Passage:

Unless you describe yourself as an interior design aficionado, you’re probably not familiar with the subtle nuances that differentiate the most common interior design styles.
It’s obvious to most that a vintage living room is not the same as a minimalist one, but what about all those in-between styles that look minimal and yet don’t share any of the same colour schemes or accessories? They are all one and the same, right? Wrong!
We’ve put together this cheat sheet to help you quickly identify the most popular design styles, talk the talk to impress your friends, and more importantly, decide which one your next decorating project should adopt.
Modern versus Contemporary
People often confuse modern, contemporary and minimalism because it’s hard to tell the difference to the untrained eye.
In fact, there are many ways to distinguish, some more subtle than others, but what you have to remember is that, while modern and contemporary may be interchangeable in the dictionary, they are worlds apart in interior design circles.
Modern came about in the 20th century and is a rebellion against the ostentatious norms of previous centuries. Modern signals a return to nature but also simplicity, practicality and innovation, being heavily shaped by German and Scandinavian architectural trends. Think Le Corbusier for a point of reference. Modernism boasts no unnecessary adornment and is experiencing something of a resurgence in the US at the moment.
No cosy couches that swallow you up into a cloud. Modern furniture with its hard surfaces can seem rather cold to those of us who like sitting in a snug wrapped up in blankets. Instead, furniture has flatter cushions and is often made of leather. Think Wassily chairs, Barcelona chairs, Bauhaus inspired items, leather sofas, glass-topped tables, lacquered wood drawers and finishes, metallic light fixtures and even wooden ceilings.
Colours follow a neutral, earthy theme: browns, whites, whites and beige.
Fans of modernism will embrace native elements in the space, such as naked beams and exposed concrete. Surfaces tend to be shiny, inviting glass and chrome fixtures as a nod to the new century and ensuing innovation. Wood, leather and lacquered veneers.
Accessories tend to be chrome, shiny and very practical. As modernism eschews all elements of fuss and ornamentation, clean lines are favoured over frills and curves, so no cushions.
Modern’s main philosophy can be summarised in three words: “form follows function”. This means that beauty is secondary to the purpose of the furniture item.
Where modern is a misnomer, relating to a certain period in the early to mid 20th century, contemporary is relative to the time we are in. That means it’s forever evolving depending on the tastes, trends and innovations of our current designers. So while minimalist décor may feel very contemporary today, tomorrow, we could be hailing something more vintage and cosy as our contemporary look and feel. Contemporary interiors can be both ornamental and practical and certainly a lot less austere. A varied colour palette is also permissible.
Today’s contemporary styles draw inspiration from art deco design with geometric patterns and lines including curves. Space is also a feature to foreground more colourful features and textures.

Lines of data
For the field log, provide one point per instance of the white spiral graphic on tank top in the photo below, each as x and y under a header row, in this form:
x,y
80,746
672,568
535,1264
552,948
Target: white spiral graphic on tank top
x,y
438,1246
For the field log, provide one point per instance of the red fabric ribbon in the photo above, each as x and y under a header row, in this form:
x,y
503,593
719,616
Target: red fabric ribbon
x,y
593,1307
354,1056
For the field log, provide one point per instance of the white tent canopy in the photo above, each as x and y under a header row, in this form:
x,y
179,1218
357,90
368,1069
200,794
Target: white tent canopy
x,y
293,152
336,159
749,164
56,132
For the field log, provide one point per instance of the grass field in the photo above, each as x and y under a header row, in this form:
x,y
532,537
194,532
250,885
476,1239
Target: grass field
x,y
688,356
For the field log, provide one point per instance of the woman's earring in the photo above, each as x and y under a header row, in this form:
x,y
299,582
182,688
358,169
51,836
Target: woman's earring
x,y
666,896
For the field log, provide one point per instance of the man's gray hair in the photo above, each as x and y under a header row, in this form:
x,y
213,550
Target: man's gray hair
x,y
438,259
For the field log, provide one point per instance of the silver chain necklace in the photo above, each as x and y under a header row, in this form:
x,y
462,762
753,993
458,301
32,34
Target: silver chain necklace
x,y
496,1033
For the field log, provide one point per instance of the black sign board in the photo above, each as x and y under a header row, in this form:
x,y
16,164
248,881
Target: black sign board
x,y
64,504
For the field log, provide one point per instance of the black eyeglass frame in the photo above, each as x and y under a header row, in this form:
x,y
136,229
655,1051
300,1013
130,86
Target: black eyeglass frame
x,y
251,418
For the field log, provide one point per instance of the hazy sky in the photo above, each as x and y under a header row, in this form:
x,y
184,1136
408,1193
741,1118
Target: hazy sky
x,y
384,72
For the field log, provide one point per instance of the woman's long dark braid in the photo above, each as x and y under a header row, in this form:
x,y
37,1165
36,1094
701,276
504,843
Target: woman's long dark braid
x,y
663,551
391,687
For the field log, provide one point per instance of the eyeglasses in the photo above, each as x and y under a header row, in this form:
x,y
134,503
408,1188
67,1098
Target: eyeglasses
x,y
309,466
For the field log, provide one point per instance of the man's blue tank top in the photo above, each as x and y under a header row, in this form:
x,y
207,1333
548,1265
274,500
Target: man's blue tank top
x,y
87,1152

Objective:
From the interior design passage above, return the stretch beginning at the words "Modern versus Contemporary" and stopping after the words "interior design circles.", copied word for word.

Exercise result:
Modern versus Contemporary
People often confuse modern, contemporary and minimalism because it’s hard to tell the difference to the untrained eye.
In fact, there are many ways to distinguish, some more subtle than others, but what you have to remember is that, while modern and contemporary may be interchangeable in the dictionary, they are worlds apart in interior design circles.